■ OBJECTIF ÉNONCÉ A:
Reproduisez le passage du jugement compris entre « [1]               La principale » et « avait un avocat. », ces deux bornes incluses.

Dossier : IMM-8195-11

Référence : 2012 CF 1059

[TRADUCTION FRANÇAISE CERTIFIÉE, NON RÉVISÉE]

Ottawa (Ontario), le 7 septembre 2012

En présence de monsieur le juge Mosley

 

 

ENTRE :

 

SU FENG SHI

 

 

 

demandeur

 

et

 

 

LE MINISTRE DE LA CITOYENNETÉ ET DE L’IMMIGRATION

 

 

 

défendeur

 

 

 

 

 

MOTIFS DU JUGEMENT ET JUGEMENT

 

[1]               La principale question à trancher dans la présente affaire est de savoir si les principes d’équité procédurale exigent que l’avocat précédemment inscrit au dossier à titre de représentant d’un individu qui fait l’objet d’une demande d’avis de danger reçoive signification des documents destinés à être communiqués au ministre en plus de l’individu concerné. Lorsque l’identité de l’avocat est connue, cette communication est nécessaire. Dans les circonstances particulières de la présente affaire, je suis d’avis qu’il n’y a pas lieu de reprocher au défendeur de ne pas avoir fourni les documents alors qu’il n’avait pas été avisé que l’individu avait un avocat.

 

[2]               Pour les motifs exposés ci-après, j’en arrive à la conclusion que le demandeur n’a pas été privé du droit à l’équité procédurale et la demande est rejetée.

■ DONNÉES FOURNIES:
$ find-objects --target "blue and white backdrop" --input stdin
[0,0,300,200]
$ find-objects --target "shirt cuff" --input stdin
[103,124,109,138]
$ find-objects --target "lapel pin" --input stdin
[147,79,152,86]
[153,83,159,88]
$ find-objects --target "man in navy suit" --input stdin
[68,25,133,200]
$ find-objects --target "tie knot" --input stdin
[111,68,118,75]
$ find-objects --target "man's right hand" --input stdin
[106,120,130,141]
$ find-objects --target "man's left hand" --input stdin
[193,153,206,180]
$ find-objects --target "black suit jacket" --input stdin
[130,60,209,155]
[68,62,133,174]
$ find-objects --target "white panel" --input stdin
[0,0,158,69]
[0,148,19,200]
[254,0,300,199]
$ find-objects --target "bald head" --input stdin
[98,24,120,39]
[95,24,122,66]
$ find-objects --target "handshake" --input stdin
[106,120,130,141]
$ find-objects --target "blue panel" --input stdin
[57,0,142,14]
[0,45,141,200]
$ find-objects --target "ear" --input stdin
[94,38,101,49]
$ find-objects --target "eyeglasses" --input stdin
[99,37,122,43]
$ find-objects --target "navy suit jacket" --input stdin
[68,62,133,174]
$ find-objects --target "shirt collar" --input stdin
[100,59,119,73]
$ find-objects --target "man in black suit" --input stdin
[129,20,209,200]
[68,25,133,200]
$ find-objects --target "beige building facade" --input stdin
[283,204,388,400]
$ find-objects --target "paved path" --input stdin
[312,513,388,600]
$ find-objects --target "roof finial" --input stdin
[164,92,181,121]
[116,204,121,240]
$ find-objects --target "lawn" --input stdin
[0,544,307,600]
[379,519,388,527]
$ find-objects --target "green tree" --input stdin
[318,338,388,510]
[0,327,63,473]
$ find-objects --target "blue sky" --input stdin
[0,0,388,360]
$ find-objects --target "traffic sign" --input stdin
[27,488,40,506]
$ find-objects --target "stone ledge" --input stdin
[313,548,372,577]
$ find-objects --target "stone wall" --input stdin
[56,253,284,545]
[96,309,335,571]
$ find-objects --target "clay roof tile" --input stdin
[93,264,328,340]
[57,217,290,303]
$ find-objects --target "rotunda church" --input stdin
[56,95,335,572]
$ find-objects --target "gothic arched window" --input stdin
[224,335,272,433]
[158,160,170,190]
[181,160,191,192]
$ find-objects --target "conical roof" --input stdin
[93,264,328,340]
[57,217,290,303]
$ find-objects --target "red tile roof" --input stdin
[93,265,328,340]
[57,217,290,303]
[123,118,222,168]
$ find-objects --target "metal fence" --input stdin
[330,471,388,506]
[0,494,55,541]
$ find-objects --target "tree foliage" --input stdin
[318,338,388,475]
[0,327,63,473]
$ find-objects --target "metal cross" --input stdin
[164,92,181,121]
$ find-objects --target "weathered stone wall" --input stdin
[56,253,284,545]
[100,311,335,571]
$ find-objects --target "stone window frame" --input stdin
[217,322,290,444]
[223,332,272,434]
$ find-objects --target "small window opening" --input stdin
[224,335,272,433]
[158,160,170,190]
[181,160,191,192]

■ OBJECTIF ÉNONCÉ B:
Relevez toutes les lignes de la liste qui contiennent le mot « window ». Les majuscules et les minuscules comptent.

■ RÉPONSE COMPLÈTE A:
[1]               La principale question à trancher dans la présente affaire est de savoir si les principes d’équité procédurale exigent que l’avocat précédemment inscrit au dossier à titre de représentant d’un individu qui fait l’objet d’une demande d’avis de danger reçoive signification des documents destinés à être communiqués au ministre en plus de l’individu concerné. Lorsque l’identité de l’avocat est connue, cette communication est nécessaire. Dans les circonstances particulières de la présente affaire, je suis d’avis qu’il n’y a pas lieu de reprocher au défendeur de ne pas avoir fourni les documents alors qu’il n’avait pas été avisé que l’individu avait un avocat.

■ RÉPONSE COMPLÈTE B:
$ find-objects --target "gothic arched window" --input stdin
$ find-objects --target "stone window frame" --input stdin
$ find-objects --target "small window opening" --input stdin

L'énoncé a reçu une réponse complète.